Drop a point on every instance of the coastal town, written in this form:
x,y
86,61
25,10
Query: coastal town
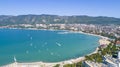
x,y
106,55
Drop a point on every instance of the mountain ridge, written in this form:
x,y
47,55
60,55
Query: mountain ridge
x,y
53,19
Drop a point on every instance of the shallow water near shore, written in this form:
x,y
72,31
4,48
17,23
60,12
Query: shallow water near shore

-----

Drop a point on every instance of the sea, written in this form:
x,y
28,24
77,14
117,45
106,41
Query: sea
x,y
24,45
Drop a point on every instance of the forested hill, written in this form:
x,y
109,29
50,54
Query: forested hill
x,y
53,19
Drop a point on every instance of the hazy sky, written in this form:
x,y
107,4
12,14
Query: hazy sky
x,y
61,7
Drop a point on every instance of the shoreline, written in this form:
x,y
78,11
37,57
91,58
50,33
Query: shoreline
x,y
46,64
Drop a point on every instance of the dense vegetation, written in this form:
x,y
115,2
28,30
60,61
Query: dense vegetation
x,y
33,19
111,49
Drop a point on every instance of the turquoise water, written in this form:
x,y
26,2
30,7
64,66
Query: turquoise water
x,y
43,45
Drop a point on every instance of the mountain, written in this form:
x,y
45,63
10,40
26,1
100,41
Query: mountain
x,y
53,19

-----

Goal →
Starting at the line that contains "Drop a point on every instance of the mountain ridge, written" and stopping after the line that contains "Query: shallow water near shore", convert that stretch of the data into a Markdown table with the columns Row and Line. Number each row and leave out any blank lines.

Final result →
| Row | Line |
|---|---|
| 1 | Drop a point on every instance of the mountain ridge, written in this form: |
| 2 | x,y |
| 3 | 47,55 |
| 4 | 60,55 |
| 5 | Query: mountain ridge |
| 6 | x,y |
| 7 | 53,19 |
| 8 | Drop a point on every instance of the shallow water near shore, written in this form: |
| 9 | x,y |
| 10 | 72,31 |
| 11 | 4,48 |
| 12 | 17,23 |
| 13 | 60,12 |
| 14 | Query: shallow water near shore |